#### [TASK DESCRIPTION]
Show every line in the entries below that contains the word "navy", copying each line in full.

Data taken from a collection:
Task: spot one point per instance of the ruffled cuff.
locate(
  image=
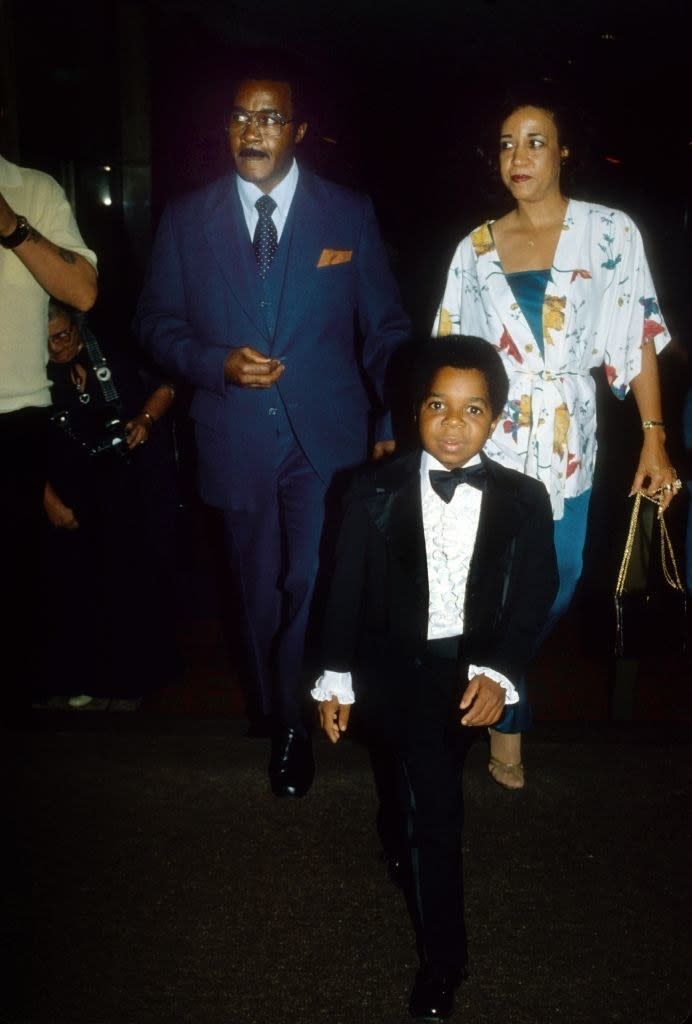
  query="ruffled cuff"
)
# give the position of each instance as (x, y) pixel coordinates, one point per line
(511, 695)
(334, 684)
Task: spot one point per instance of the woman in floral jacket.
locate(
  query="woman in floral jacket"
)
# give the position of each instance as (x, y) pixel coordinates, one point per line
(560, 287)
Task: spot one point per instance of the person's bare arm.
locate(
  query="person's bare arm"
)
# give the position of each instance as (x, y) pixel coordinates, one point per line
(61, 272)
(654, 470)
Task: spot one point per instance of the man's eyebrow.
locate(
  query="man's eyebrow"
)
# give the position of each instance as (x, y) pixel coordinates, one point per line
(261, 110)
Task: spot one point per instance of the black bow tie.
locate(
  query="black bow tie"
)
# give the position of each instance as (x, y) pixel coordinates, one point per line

---

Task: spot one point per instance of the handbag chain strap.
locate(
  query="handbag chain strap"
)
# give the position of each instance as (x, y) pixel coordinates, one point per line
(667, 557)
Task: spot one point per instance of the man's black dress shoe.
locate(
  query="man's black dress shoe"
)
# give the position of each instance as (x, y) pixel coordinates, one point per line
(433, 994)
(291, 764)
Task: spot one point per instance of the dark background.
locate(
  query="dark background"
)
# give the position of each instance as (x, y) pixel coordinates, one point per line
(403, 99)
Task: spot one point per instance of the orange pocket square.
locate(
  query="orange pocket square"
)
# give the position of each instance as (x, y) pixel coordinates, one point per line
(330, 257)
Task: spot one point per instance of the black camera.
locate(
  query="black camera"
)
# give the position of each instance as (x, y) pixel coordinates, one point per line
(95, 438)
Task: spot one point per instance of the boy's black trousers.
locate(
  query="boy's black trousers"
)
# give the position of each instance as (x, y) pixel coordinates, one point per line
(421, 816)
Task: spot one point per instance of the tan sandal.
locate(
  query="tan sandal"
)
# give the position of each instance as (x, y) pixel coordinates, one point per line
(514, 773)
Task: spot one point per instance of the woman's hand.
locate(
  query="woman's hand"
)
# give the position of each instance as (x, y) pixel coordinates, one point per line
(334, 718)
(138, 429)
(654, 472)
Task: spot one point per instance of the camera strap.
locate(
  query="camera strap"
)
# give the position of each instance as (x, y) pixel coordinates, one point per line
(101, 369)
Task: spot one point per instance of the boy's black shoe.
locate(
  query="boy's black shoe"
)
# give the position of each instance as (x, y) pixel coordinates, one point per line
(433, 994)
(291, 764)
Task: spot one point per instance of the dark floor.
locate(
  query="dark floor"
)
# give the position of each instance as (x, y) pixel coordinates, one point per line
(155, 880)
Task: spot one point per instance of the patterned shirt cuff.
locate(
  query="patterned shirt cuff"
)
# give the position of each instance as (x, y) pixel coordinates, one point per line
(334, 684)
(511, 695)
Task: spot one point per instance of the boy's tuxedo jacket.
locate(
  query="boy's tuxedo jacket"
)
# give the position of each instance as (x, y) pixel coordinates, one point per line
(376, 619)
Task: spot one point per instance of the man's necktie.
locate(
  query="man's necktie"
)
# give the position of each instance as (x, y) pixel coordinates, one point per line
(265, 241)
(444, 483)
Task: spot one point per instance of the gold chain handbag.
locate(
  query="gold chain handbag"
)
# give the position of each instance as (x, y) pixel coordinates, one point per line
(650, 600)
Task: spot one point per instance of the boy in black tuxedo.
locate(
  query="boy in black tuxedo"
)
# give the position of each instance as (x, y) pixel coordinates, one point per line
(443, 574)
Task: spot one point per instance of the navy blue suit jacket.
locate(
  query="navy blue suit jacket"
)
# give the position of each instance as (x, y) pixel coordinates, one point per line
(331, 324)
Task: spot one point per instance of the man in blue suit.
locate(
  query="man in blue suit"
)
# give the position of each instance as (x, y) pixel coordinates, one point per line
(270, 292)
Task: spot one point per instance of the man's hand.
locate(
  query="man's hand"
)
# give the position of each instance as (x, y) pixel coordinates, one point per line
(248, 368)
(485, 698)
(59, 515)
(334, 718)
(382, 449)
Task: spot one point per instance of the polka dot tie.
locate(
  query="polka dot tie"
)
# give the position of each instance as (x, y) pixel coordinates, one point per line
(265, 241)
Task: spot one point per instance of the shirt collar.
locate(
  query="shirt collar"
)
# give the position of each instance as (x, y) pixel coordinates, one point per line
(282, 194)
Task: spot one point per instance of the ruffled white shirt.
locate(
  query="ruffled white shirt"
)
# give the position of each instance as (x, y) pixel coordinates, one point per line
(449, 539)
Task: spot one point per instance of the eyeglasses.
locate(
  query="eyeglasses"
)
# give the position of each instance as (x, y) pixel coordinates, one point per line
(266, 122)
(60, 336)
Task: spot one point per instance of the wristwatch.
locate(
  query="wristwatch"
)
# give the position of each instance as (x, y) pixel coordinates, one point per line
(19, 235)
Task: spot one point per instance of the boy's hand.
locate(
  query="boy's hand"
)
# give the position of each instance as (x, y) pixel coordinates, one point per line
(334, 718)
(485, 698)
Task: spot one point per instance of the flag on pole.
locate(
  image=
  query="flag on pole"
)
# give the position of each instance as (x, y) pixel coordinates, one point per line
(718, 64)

#### [TASK SOLUTION]
Task: spot one point per instance of the navy blue suit jacket.
  query="navy blue suit jacket"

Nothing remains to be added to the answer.